* YOUR GOAL *
Repeat each record word for word. Leave nothing out.

● ● ● ●

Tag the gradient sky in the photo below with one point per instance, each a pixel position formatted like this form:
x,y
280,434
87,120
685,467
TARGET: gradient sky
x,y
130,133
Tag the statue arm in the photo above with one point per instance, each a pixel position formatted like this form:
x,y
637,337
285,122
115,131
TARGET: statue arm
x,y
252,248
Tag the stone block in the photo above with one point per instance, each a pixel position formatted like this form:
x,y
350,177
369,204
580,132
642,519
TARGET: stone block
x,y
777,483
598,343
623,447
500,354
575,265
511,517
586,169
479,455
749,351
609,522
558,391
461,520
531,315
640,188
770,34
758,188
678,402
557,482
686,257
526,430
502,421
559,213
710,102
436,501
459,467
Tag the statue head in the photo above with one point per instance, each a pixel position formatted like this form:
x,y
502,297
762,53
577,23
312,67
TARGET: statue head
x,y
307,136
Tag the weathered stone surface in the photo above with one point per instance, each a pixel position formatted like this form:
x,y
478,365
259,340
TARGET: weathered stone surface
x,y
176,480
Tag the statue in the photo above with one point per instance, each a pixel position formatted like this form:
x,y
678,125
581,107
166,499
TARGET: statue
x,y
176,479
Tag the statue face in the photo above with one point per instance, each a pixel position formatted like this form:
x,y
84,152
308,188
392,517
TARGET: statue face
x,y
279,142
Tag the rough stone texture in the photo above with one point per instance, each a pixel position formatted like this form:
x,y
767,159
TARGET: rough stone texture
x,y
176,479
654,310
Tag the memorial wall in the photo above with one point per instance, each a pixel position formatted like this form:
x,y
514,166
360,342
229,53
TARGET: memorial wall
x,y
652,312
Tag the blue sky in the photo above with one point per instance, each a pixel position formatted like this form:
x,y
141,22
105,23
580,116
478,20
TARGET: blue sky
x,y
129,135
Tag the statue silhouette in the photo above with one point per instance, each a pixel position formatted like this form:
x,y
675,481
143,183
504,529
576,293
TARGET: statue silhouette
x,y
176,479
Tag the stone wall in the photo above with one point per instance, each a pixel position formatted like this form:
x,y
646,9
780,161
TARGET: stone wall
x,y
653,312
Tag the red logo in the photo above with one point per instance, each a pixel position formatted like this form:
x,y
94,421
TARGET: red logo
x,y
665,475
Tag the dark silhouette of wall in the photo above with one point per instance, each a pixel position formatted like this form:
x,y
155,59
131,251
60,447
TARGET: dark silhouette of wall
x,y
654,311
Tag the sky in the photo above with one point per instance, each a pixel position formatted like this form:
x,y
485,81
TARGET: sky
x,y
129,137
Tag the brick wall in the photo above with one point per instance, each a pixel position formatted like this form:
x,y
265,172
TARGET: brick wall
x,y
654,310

● ● ● ●

* RESULT FOR THIS TASK *
Tag the gradient sky in the photo below with one point per instance, each a pixel position formatted like this form:
x,y
280,434
87,120
685,467
TARGET: gradient sky
x,y
130,133
Tag the statue arm in the photo above with one point per instance, each a pixel position formatted like this form:
x,y
637,337
285,122
115,131
TARGET: statue arm
x,y
252,248
Tag the stone block in the photo above with one point per instance, each a pixel position formatted like this form:
x,y
350,177
369,204
580,132
642,519
TARGET: stone block
x,y
777,483
598,343
623,447
500,354
575,265
511,517
586,169
479,455
749,351
609,522
558,391
461,520
531,315
640,188
770,34
758,188
678,402
557,482
686,257
526,430
502,421
559,213
710,102
436,501
459,467
Tag the statue head in the photo above with one point per instance, each a pixel position formatted like this form:
x,y
502,297
762,53
577,23
312,67
TARGET: statue head
x,y
307,136
Tag the weathered stone surface in the photo above with one point per instance, each a pixel position formatted like this form:
x,y
478,365
259,340
TARGET: weathered stone surface
x,y
176,480
Tag the statue in the photo above with one point per instance, each a pixel position formatted like this form:
x,y
678,125
581,107
166,499
TARGET: statue
x,y
176,479
Tag the statue face in the photo above with one point per instance, each a pixel position formatted like this form:
x,y
84,152
308,188
392,517
TARGET: statue face
x,y
279,142
Tag the rough stone texture in the photo above with one point per instance, each a pixel position formatted like this form:
x,y
767,159
TARGET: rough stone texture
x,y
176,479
654,310
Tag the memorial wall in the photo above with one point per instance, each a pixel position formatted like this form:
x,y
514,166
360,342
229,53
TARGET: memorial wall
x,y
652,312
Tag the blue sky in the photo above with one point per instance, each a pixel position formatted like this form:
x,y
141,22
105,23
580,116
478,20
TARGET: blue sky
x,y
129,135
Tag the statue silhouette in the photo above with one point per instance, each a pixel position formatted like this form:
x,y
675,481
143,183
504,529
576,293
TARGET: statue silhouette
x,y
176,479
Tag the stone wall in the photo above with one point per instance, each a pixel position formatted like this form:
x,y
646,9
780,161
TARGET: stone wall
x,y
653,312
Tag the red logo in the photo above with one point per instance, each a pixel position formatted like this form:
x,y
94,421
TARGET: red logo
x,y
665,475
Tag the dark silhouette of wall in the photo above with one point per instance, each a pixel position formatted like this form:
x,y
155,59
131,251
60,447
TARGET: dark silhouette of wall
x,y
654,311
Tag the sky in the photo above with one point per instance, each a pixel position formatted like this form:
x,y
485,81
TARGET: sky
x,y
129,137
Tag the brick wall in the photo above with one point per instance, each a pixel position formatted like this form:
x,y
265,172
TARGET: brick wall
x,y
654,310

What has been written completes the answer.